### Instructions to follow
Display every line from the entries below that contains the word "sock", copying each line unchanged.

Input for this task start

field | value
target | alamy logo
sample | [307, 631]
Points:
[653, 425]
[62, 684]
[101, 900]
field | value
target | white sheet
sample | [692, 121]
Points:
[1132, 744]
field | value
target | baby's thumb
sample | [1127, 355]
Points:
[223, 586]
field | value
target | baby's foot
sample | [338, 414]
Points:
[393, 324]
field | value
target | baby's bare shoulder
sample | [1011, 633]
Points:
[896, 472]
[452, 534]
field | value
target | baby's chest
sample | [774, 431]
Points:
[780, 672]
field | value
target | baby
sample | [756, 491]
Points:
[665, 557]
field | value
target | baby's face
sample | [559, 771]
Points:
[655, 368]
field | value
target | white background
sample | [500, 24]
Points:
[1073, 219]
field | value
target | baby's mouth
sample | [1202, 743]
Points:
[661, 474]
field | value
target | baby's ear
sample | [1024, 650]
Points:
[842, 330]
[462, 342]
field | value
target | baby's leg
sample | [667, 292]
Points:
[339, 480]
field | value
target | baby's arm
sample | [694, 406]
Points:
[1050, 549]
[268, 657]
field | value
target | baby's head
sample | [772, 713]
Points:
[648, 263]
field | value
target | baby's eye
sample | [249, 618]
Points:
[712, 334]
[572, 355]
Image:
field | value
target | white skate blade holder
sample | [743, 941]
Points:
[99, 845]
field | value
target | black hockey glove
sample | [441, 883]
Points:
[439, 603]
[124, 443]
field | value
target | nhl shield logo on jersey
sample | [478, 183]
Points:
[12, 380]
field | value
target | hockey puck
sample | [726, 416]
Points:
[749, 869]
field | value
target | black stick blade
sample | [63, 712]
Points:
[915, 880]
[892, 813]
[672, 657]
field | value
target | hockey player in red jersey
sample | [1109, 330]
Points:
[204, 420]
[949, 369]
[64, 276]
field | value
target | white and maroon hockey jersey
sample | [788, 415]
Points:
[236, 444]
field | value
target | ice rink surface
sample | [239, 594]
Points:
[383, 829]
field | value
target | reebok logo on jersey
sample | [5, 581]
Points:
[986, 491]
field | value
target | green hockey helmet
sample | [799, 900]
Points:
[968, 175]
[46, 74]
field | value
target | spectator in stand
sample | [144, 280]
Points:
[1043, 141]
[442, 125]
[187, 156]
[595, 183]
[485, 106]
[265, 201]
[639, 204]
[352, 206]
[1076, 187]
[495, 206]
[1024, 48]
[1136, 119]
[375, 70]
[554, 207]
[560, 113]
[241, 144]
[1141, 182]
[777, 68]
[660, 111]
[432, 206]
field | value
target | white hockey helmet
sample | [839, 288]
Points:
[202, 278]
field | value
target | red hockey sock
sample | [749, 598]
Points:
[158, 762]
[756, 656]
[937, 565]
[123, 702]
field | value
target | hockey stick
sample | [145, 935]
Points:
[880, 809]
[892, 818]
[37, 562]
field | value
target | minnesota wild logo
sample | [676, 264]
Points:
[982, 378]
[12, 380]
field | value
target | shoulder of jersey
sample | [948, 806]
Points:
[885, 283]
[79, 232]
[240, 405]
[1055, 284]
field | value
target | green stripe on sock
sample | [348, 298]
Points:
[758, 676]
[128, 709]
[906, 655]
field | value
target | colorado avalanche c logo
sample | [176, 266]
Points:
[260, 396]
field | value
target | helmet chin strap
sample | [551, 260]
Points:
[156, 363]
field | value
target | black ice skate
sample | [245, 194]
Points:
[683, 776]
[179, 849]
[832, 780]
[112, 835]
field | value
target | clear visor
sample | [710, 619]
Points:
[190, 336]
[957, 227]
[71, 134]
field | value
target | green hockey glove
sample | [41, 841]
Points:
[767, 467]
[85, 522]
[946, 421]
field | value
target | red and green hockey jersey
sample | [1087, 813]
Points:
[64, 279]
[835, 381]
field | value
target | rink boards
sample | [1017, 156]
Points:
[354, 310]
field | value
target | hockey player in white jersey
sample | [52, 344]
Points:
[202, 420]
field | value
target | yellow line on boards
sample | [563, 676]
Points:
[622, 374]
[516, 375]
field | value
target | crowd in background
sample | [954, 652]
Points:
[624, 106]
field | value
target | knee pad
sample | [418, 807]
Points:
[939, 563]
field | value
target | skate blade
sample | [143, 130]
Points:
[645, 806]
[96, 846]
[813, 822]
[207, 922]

Input for this task end

### Solution
target | red hockey sock
target | green stripe on sock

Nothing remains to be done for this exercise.